* DATA FOR THIS TASK:
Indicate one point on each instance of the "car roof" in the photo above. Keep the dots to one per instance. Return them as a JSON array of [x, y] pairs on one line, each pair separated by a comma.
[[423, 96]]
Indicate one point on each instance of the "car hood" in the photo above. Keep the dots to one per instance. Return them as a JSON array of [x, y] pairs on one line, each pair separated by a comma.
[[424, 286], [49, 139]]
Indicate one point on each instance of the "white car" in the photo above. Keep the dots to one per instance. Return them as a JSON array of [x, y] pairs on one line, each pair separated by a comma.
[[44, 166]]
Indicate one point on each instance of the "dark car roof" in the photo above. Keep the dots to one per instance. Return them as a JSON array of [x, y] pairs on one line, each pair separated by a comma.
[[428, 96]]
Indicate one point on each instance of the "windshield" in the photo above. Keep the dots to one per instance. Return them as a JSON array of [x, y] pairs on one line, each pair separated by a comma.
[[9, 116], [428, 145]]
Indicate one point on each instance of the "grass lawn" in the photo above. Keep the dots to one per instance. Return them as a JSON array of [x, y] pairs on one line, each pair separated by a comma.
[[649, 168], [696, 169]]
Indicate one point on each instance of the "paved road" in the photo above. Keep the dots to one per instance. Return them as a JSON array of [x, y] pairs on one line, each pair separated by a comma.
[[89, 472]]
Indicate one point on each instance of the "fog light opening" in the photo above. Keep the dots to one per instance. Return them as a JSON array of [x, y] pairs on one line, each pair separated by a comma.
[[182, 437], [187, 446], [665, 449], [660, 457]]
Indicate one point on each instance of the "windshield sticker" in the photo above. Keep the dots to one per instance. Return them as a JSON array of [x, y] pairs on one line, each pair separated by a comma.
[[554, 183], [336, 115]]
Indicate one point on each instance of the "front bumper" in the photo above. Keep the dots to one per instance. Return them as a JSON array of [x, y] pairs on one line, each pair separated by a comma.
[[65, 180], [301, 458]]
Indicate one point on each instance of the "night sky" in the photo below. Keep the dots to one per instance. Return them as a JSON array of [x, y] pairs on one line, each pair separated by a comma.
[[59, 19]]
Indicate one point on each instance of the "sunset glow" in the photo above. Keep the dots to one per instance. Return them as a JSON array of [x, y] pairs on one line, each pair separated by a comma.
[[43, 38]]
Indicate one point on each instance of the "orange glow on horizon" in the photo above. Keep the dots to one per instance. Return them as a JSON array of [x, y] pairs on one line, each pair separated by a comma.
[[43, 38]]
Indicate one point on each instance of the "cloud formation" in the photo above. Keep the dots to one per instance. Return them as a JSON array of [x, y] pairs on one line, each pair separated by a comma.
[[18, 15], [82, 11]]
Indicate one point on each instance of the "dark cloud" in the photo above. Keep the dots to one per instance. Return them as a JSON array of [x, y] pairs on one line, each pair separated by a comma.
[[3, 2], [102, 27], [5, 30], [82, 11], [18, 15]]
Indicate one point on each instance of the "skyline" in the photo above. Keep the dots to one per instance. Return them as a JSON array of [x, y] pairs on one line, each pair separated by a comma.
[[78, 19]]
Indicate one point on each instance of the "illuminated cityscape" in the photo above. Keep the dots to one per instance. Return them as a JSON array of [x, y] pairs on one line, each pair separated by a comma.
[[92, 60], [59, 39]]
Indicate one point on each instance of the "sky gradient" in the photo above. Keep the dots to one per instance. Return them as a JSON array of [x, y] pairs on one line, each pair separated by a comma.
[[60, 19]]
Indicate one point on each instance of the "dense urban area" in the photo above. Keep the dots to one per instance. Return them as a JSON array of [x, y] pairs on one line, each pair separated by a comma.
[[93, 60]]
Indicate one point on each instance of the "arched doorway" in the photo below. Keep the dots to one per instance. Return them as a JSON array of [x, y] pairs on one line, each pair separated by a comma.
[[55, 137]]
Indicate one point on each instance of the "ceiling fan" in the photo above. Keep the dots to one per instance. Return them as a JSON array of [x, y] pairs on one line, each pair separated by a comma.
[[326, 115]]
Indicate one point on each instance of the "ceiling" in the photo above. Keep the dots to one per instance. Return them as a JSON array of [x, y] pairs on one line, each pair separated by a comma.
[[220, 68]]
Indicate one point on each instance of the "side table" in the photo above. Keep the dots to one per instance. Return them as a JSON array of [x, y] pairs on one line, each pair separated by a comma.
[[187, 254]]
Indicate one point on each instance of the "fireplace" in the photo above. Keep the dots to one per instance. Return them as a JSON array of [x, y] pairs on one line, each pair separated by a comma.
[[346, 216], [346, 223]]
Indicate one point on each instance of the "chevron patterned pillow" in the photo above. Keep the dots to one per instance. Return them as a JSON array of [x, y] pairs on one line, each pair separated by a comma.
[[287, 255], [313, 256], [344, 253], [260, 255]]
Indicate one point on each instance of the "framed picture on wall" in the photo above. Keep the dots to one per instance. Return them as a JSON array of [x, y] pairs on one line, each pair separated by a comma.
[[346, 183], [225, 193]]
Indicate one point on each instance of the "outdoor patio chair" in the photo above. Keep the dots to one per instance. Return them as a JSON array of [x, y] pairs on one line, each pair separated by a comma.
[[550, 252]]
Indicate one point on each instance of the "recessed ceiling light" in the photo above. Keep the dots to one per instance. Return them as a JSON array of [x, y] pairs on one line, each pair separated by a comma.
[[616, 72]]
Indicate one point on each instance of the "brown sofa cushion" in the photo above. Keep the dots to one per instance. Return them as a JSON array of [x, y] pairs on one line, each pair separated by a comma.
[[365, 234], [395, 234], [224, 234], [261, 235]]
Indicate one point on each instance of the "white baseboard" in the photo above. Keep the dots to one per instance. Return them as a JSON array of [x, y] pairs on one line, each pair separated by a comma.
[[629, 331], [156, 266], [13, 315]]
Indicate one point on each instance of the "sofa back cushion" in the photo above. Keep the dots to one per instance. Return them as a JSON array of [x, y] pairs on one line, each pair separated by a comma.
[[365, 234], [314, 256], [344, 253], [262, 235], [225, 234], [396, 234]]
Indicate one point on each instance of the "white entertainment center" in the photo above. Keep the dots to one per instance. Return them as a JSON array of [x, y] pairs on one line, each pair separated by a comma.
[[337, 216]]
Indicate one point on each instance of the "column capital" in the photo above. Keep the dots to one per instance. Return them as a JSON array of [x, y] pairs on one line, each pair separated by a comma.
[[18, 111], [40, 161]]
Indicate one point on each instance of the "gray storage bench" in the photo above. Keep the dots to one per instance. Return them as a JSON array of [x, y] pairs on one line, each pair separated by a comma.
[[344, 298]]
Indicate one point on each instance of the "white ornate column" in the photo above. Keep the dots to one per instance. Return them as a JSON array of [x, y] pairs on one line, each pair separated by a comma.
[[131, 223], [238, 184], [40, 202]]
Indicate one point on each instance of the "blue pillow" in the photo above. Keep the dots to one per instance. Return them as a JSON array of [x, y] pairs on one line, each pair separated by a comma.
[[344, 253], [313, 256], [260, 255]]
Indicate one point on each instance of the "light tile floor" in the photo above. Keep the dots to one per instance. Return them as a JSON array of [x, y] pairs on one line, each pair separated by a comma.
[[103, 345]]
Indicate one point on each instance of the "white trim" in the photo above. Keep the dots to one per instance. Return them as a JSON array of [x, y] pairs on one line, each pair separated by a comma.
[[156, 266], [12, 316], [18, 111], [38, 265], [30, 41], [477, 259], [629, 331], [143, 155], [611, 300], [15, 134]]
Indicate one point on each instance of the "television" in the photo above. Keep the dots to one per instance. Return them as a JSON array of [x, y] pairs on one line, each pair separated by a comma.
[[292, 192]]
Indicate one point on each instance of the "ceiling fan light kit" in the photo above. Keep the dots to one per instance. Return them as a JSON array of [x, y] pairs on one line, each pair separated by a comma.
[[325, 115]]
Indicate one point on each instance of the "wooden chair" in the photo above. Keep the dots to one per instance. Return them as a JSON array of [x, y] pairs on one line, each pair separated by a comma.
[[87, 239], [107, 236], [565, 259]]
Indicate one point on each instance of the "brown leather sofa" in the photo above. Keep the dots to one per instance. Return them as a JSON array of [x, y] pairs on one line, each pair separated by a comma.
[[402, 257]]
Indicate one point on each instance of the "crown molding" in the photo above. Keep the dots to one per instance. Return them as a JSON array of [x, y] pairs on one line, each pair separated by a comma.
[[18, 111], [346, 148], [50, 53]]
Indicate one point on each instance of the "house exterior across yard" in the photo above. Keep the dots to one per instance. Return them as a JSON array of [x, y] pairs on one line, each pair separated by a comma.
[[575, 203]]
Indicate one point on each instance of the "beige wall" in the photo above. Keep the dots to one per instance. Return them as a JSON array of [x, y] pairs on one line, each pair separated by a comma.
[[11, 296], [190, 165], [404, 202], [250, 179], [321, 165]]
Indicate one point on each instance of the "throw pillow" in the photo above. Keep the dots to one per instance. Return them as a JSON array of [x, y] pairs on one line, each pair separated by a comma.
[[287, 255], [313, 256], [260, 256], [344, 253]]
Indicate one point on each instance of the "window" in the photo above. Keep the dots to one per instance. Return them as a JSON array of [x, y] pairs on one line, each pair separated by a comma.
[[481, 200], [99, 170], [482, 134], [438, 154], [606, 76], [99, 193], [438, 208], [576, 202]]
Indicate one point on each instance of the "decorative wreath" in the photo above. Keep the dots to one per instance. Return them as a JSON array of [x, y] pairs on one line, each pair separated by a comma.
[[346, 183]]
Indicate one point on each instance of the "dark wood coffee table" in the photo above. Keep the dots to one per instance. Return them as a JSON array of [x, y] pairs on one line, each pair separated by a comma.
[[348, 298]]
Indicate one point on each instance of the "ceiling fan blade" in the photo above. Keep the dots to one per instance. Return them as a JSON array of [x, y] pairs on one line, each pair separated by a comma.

* AIM OF THE TASK:
Extract every line of the listing above that contains the string "glow", and copy each one verbatim.

* FINISHED TASK:
Indicate one point on each instance of the "sunset glow" in the photo above. Keep the dots to one per instance. Return them as a JSON array of [x, y] pairs on one line, each pair separated by a comma.
Indicate one point on each instance of the "orange glow on horizon" in the photo above. Keep the dots to one per instance. Return them as a JSON array of [x, y] pairs on one line, each pair separated by a comma.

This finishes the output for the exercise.